»»

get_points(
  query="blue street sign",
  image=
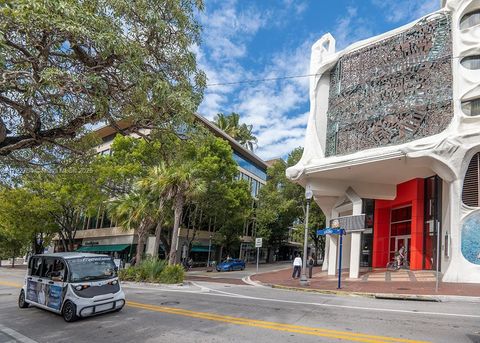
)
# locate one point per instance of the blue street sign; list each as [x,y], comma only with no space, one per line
[330,231]
[341,232]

««

> _EXERCISE DETAILS_: Quote the full listing above word for word; exclude every picture from the copy.

> _TASK OUTPUT_:
get_points(
  query="blue street sign",
  image=
)
# locate one point per instance of the blue street sign; list each as [x,y], comma only with no space, one per line
[330,231]
[341,232]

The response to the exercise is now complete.